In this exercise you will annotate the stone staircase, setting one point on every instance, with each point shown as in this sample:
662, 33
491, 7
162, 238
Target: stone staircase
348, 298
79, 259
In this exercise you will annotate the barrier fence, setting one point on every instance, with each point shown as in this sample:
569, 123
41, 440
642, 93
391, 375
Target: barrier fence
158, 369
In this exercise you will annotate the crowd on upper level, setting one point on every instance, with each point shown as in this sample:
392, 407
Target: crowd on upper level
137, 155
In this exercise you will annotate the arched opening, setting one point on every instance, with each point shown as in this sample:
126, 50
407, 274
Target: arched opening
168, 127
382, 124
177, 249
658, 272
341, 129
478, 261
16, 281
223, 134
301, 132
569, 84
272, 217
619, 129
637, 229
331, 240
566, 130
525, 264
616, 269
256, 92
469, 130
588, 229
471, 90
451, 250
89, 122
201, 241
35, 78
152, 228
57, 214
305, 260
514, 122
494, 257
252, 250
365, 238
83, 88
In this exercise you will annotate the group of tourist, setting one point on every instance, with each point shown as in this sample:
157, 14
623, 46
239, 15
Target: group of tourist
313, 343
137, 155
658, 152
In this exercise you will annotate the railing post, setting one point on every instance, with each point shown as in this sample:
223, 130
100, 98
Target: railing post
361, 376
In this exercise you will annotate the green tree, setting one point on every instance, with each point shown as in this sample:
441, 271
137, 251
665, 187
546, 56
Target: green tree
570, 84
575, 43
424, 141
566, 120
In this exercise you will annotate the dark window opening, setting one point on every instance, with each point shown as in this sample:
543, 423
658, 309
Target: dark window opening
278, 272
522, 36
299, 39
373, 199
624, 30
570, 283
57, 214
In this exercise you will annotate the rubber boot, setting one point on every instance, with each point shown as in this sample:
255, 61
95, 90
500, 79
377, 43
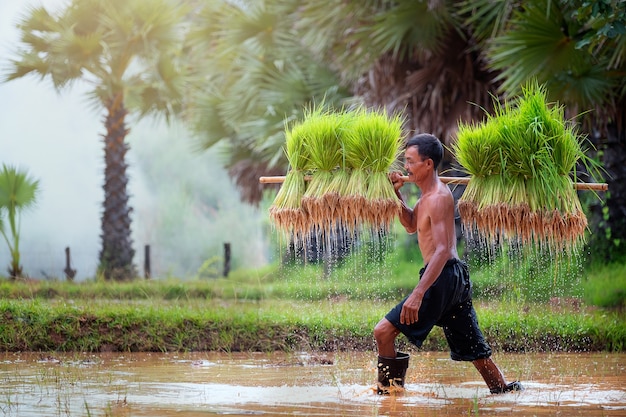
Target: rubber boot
391, 372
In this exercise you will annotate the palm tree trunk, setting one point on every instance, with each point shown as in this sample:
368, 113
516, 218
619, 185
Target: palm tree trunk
116, 257
608, 242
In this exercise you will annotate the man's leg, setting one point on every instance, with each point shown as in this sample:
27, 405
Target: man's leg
385, 334
494, 377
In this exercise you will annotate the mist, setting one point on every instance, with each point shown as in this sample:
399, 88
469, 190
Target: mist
184, 204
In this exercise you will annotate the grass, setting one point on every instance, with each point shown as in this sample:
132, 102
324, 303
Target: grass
523, 304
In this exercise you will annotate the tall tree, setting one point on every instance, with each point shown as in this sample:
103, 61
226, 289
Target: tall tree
130, 52
578, 50
18, 192
260, 76
441, 61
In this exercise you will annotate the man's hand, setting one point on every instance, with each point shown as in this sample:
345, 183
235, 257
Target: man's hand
397, 180
411, 306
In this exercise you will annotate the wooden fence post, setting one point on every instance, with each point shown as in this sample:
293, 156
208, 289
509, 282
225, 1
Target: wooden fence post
69, 272
146, 262
226, 259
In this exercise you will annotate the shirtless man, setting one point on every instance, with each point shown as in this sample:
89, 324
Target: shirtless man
443, 295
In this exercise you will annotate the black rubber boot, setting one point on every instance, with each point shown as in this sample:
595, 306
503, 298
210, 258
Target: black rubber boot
513, 386
391, 372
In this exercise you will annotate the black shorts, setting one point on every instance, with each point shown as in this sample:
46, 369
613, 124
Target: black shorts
448, 304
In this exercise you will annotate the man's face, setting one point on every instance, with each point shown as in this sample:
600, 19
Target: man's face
415, 166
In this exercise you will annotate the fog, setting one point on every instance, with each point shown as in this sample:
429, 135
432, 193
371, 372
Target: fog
184, 205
####
### [Problem]
Leave the pictures out and copy the rest of the data exactly.

### [Output of the task]
In this exercise you will annotate the stone staircase, setting one point on every instance, with each point shown as in this sample:
662, 33
491, 7
162, 238
Target: stone staircase
348, 298
79, 259
In this exercise you will annotate the barrier fence, setting one point on every instance, with each point shown as in this sample:
569, 123
41, 440
642, 93
391, 375
Target: barrier fence
158, 369
In this exercise you will annotate the crowd on upper level, setting one point on every instance, with each point shown as in this sample:
392, 407
Target: crowd on upper level
137, 155
In this exercise you will annotate the arched opening, setting one point on every instance, with each point shown as in this sample:
126, 50
407, 274
Target: arched opening
168, 127
382, 124
177, 249
658, 272
341, 129
478, 261
16, 281
223, 134
301, 132
569, 84
272, 217
619, 129
637, 229
331, 240
566, 130
525, 264
616, 269
256, 92
469, 130
588, 229
471, 90
451, 250
89, 122
201, 241
35, 78
152, 228
57, 214
305, 260
514, 122
494, 257
252, 250
365, 238
83, 88
In this exercise you will annotate the group of tourist, setting one point on every instance, with each point shown as in this sample:
157, 14
623, 46
239, 15
Target: group of tourist
313, 343
137, 155
658, 152
In this exercise you will annotate the railing post, setting one point on every instance, with each point shown as in this sample:
223, 130
100, 98
Target: railing post
361, 376
In this exercise you will annotate the green tree, setting one point on every instance, with each point shown as in this sample:
441, 271
137, 251
665, 187
546, 56
Target: green tree
570, 84
575, 43
424, 141
566, 120
In this exercise you will annotate the dark window opening, setting one point on every instance, with each point shown as in this sample:
543, 423
658, 309
Target: dark window opening
278, 272
522, 36
299, 39
373, 199
624, 30
570, 283
57, 214
In this exercise you will annotate the rubber boot, setting one point on every instance, with each point shown as in this sample:
255, 61
95, 90
500, 79
377, 43
Target: rubber boot
391, 372
In this exercise you will annotate the palm tree trunk, setting one point on every instance, with each point shown as in this sample:
368, 113
516, 218
619, 185
Target: palm tree trunk
116, 257
608, 242
In this exercise you will annotate the man's leg, setting one point on every instance, with each point shown as in this sample:
27, 405
Target: man's leg
385, 334
494, 377
In this exercise you will annotate the mist, setting one point on every instance, with each point shown as in this sample:
399, 88
469, 190
Target: mist
184, 204
In this exercise you will annotate the grass, setting one point on every instance, with each point shown as in this sample:
132, 102
324, 303
Target: grass
523, 304
In this exercise you will annotate the tall tree, setting one point on every instance, with each point shown as in this sample:
103, 61
226, 289
Target: tall tree
130, 52
578, 50
18, 192
260, 76
441, 61
In this exercise you will annotate the man's hand, setting one point on every instance, with each point shown as in this sample:
345, 183
235, 257
Target: man's hand
397, 180
411, 306
In this exercise you will annotate the wooden fence post, setting one point on every instance, with each point shown as in this sample:
293, 156
208, 289
509, 282
225, 1
Target: wooden fence post
69, 272
146, 262
226, 259
In this exercise you will annotate the shirtless man, setting one point on every instance, with each point shown as in this sample:
89, 324
Target: shirtless man
443, 295
In this exercise you will annotate the black rubber boot, setting one point on every instance, with each point shown as in this sample:
595, 306
503, 298
210, 258
Target: black rubber boot
513, 386
391, 372
In this exercise you will annotate the black shorts, setting one point on every instance, with each point shown as in this sample:
46, 369
613, 124
Target: black shorts
448, 304
In this exercise you will annotate the man's face, setting one point on every instance, with each point shown as in this sample:
600, 19
Target: man's face
415, 166
In this exercise you will annotate the fog, setting one point on every instance, with each point shown as in this sample:
429, 135
432, 193
371, 372
Target: fog
184, 205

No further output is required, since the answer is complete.